TASK ITEM:
Please repeat, exactly and without pictures, the lines of the entries below that run from the one containing "Could you please pick out the river water" through the one containing "the train on".

SOURCE DATA:
Content starts

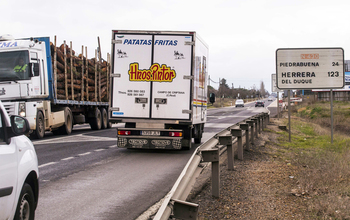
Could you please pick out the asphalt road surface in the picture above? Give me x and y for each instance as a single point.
(85, 176)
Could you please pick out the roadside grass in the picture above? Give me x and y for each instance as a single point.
(324, 177)
(320, 113)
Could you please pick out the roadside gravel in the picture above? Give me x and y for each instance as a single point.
(260, 187)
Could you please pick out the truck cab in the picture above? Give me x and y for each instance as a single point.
(19, 187)
(23, 79)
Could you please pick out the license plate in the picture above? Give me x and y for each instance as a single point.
(151, 133)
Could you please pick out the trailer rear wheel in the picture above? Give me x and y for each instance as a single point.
(198, 133)
(104, 116)
(68, 124)
(96, 121)
(39, 132)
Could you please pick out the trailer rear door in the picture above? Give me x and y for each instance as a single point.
(151, 76)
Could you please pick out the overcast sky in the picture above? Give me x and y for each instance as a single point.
(242, 35)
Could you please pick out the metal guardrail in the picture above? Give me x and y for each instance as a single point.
(174, 204)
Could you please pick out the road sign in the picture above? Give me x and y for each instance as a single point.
(310, 68)
(274, 84)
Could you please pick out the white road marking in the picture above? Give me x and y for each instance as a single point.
(113, 146)
(84, 154)
(75, 138)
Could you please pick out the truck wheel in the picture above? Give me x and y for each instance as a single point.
(198, 133)
(40, 126)
(26, 204)
(104, 116)
(187, 141)
(96, 121)
(68, 124)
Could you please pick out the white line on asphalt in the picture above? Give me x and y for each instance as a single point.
(113, 146)
(47, 164)
(84, 154)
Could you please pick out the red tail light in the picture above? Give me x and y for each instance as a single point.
(124, 132)
(175, 134)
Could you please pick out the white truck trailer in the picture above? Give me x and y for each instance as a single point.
(158, 88)
(30, 88)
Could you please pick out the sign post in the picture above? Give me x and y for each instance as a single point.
(275, 89)
(310, 68)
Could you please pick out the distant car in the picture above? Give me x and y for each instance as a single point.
(19, 185)
(259, 103)
(239, 103)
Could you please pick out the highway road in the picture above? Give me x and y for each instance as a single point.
(85, 176)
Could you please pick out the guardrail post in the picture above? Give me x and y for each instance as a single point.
(212, 155)
(259, 122)
(246, 128)
(251, 124)
(238, 133)
(227, 140)
(184, 210)
(255, 120)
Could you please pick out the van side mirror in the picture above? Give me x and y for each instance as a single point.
(19, 125)
(34, 69)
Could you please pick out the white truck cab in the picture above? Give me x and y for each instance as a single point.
(19, 187)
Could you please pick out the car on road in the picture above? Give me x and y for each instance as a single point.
(239, 103)
(259, 103)
(19, 184)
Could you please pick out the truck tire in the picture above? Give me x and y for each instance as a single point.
(187, 141)
(96, 121)
(26, 204)
(68, 124)
(198, 133)
(39, 132)
(104, 118)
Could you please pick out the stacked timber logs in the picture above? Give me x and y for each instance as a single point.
(78, 78)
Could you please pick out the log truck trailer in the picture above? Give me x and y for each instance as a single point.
(32, 93)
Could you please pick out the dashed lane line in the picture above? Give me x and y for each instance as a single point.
(46, 164)
(71, 158)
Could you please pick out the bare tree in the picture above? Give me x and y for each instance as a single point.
(262, 89)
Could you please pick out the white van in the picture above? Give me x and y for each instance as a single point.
(19, 185)
(239, 103)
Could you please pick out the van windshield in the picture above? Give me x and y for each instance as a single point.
(14, 66)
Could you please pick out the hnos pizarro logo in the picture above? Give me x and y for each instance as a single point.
(156, 73)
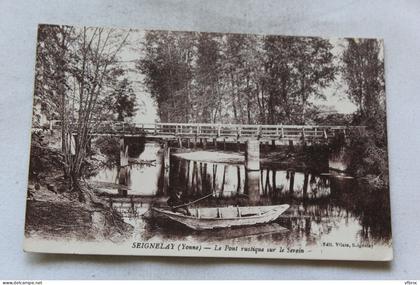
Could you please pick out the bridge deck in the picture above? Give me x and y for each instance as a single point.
(231, 131)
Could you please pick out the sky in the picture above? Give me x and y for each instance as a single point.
(336, 98)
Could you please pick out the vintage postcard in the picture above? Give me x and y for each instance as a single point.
(208, 144)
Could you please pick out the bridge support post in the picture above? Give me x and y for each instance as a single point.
(180, 142)
(123, 152)
(252, 186)
(292, 182)
(339, 159)
(252, 155)
(166, 166)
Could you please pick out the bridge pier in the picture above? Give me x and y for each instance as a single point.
(252, 155)
(339, 159)
(253, 186)
(123, 153)
(166, 166)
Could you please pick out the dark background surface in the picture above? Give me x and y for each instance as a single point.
(397, 22)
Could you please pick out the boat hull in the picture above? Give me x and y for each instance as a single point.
(201, 219)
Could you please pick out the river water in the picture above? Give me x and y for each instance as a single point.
(324, 207)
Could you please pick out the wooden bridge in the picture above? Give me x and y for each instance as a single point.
(233, 132)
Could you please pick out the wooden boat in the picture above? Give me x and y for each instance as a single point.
(224, 217)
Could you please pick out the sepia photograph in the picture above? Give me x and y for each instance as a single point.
(184, 143)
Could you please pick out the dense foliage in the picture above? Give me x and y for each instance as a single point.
(234, 78)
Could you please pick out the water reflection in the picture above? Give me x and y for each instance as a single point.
(322, 206)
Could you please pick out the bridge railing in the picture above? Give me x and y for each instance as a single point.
(221, 130)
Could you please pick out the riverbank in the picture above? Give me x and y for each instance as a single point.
(57, 214)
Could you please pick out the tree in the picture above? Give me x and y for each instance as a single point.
(124, 100)
(363, 71)
(76, 72)
(166, 65)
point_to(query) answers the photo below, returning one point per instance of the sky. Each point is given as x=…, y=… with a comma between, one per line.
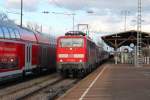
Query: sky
x=107, y=15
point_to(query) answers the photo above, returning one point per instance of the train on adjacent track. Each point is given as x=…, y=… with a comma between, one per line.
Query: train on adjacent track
x=78, y=55
x=23, y=51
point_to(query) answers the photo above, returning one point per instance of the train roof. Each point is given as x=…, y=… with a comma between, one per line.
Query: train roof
x=24, y=34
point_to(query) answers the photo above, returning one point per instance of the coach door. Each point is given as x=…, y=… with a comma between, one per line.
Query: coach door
x=28, y=57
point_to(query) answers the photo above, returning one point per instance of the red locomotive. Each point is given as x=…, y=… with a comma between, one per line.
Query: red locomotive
x=23, y=51
x=77, y=54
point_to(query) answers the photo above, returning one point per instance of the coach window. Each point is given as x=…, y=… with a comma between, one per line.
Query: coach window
x=12, y=34
x=17, y=33
x=6, y=32
x=1, y=33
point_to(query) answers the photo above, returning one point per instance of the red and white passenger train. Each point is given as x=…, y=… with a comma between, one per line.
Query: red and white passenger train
x=77, y=54
x=22, y=51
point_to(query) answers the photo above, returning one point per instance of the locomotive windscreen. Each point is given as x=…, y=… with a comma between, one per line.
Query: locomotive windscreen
x=71, y=42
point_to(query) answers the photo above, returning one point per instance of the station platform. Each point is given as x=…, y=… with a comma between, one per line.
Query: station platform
x=113, y=82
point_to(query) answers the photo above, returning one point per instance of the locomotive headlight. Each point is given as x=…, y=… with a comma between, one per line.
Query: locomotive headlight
x=81, y=61
x=11, y=60
x=78, y=55
x=63, y=55
x=61, y=60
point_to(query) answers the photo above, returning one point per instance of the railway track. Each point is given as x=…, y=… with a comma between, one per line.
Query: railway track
x=48, y=87
x=50, y=92
x=14, y=92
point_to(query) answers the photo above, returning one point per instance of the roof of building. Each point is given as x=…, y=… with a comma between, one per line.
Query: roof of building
x=117, y=40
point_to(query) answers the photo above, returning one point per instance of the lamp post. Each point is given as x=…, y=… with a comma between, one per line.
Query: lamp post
x=63, y=13
x=21, y=13
x=125, y=13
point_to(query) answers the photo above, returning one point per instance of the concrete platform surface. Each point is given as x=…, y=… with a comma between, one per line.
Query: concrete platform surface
x=113, y=82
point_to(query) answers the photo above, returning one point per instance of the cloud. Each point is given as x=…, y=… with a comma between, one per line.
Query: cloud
x=28, y=5
x=115, y=6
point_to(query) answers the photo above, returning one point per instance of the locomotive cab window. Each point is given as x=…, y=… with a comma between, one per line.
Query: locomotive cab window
x=1, y=33
x=12, y=33
x=6, y=32
x=73, y=42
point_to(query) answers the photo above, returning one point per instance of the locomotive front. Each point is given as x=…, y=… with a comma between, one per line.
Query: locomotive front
x=71, y=54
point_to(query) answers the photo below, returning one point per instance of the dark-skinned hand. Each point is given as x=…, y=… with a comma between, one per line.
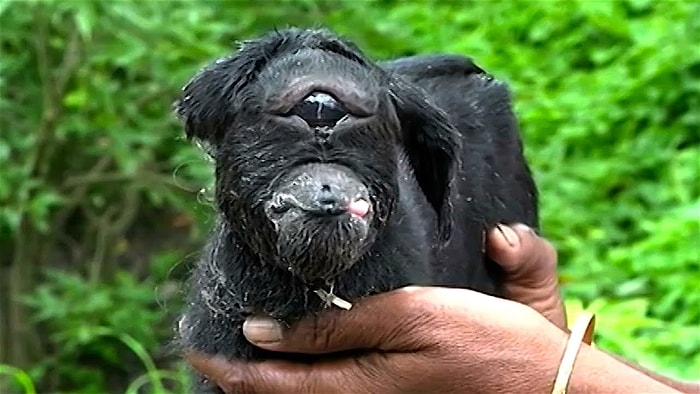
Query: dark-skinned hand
x=435, y=339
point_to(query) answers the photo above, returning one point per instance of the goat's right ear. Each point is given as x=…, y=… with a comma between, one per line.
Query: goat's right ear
x=211, y=100
x=205, y=106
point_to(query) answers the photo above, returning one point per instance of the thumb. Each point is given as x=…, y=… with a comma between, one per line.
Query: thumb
x=389, y=322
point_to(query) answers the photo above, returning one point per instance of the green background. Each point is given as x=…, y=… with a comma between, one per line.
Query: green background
x=103, y=204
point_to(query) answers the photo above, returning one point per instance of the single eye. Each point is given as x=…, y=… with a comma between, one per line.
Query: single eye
x=319, y=110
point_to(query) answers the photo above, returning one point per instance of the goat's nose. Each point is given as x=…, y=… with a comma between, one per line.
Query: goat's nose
x=320, y=110
x=331, y=201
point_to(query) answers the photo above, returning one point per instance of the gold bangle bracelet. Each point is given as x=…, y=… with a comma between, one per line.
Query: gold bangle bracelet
x=582, y=332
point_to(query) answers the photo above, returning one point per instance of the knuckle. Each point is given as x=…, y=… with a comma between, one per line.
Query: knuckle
x=323, y=330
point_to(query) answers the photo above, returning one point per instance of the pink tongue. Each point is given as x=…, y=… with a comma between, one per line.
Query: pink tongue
x=358, y=208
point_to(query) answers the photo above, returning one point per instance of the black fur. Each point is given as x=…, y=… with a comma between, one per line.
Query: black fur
x=433, y=139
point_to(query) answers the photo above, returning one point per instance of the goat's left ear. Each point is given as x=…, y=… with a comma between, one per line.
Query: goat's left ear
x=433, y=147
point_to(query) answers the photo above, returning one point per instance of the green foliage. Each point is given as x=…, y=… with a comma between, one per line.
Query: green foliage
x=608, y=94
x=100, y=322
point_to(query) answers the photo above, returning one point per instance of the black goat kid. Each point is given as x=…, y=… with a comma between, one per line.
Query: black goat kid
x=337, y=174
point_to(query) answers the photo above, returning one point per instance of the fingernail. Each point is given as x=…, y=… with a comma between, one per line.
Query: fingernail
x=510, y=236
x=262, y=330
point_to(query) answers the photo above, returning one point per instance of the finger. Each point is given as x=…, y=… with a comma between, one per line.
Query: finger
x=400, y=320
x=349, y=374
x=521, y=252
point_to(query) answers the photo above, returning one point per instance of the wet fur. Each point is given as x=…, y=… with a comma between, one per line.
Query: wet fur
x=443, y=165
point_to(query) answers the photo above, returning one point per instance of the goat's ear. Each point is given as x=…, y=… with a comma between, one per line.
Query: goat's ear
x=433, y=147
x=211, y=100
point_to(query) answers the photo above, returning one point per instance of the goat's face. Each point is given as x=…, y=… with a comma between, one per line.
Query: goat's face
x=306, y=135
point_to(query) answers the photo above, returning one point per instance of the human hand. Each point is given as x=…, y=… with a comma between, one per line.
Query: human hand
x=414, y=340
x=530, y=265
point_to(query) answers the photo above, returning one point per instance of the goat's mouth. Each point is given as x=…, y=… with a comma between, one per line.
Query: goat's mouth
x=322, y=218
x=321, y=190
x=340, y=208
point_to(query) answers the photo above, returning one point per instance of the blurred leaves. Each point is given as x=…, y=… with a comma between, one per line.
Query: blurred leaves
x=608, y=94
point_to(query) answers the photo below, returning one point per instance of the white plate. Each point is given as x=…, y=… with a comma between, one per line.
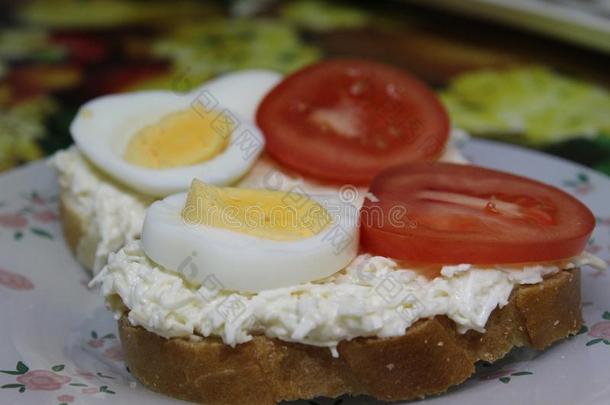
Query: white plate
x=58, y=344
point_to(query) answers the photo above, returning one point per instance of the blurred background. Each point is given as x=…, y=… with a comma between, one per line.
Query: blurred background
x=530, y=72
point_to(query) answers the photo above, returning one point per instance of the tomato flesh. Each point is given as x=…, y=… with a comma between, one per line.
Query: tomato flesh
x=448, y=213
x=345, y=120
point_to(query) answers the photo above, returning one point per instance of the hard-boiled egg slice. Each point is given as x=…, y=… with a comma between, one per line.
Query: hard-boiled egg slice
x=250, y=240
x=156, y=142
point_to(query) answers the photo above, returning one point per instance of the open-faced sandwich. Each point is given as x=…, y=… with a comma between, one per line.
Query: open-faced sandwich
x=382, y=271
x=131, y=149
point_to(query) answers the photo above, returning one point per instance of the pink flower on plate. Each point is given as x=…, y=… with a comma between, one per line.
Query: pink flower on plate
x=43, y=380
x=45, y=216
x=38, y=200
x=15, y=281
x=65, y=398
x=87, y=375
x=96, y=343
x=13, y=221
x=114, y=353
x=497, y=374
x=600, y=330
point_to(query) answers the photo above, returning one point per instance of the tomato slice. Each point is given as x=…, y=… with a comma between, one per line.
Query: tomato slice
x=448, y=213
x=345, y=120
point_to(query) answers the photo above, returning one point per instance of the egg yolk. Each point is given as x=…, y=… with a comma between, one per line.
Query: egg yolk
x=275, y=215
x=181, y=138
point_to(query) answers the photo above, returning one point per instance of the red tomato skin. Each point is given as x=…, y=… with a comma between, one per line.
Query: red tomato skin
x=343, y=161
x=565, y=237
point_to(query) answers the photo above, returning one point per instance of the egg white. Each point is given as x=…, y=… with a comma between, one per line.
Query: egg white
x=240, y=262
x=103, y=127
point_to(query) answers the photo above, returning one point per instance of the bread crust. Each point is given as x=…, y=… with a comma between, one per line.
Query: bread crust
x=73, y=224
x=431, y=357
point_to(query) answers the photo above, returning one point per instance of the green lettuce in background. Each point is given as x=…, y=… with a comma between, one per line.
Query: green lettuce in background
x=220, y=45
x=533, y=103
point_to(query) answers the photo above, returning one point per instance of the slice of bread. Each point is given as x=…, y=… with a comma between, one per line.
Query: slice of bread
x=431, y=357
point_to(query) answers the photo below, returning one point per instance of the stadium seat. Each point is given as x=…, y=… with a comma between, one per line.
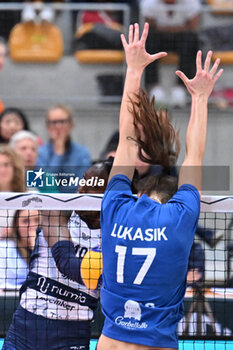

Content ends

SOLUTION TO THE PROBLEM:
Could you please pick out the river water in the picture above? Give me x and y for each instance as a single point.
(324, 207)
Could you please pick out the wooden bridge in the picture above? Give me x and y for each instance as a single point.
(233, 132)
Could you please pick out the wooden boat in the picture above? Give me x and y for each instance as a single point.
(224, 217)
Could you please pick out the sepia photograph in the picture above? Give me x and y for each instance as a single point.
(184, 143)
Could you please pick out the dense foliage in the picture above? Give me x and y for each instance as a single point.
(234, 78)
Could you please pick out the water reflection in the picture above? Give me x and y for each instance as a single point.
(322, 206)
Could you please pick out the bridge railing in the picture above? Give me x and y for each instance as a single point.
(221, 130)
Could you please pick out the riverbank in the picture above? Give me x and y for each instance as a single point.
(57, 214)
Could you please pick out the tree in the picture above? Give me x and y for each instance as a single point.
(124, 100)
(363, 71)
(76, 72)
(166, 65)
point_to(query) answers the photo below, returning one point per instance of the sky. Each point is given as x=…, y=… with a comma between, one per line.
Query: sky
x=107, y=15
point_to(query) answers the photo above, returning one point per instance of the train on adjacent track. Each point is given as x=…, y=… with a comma between, one per line.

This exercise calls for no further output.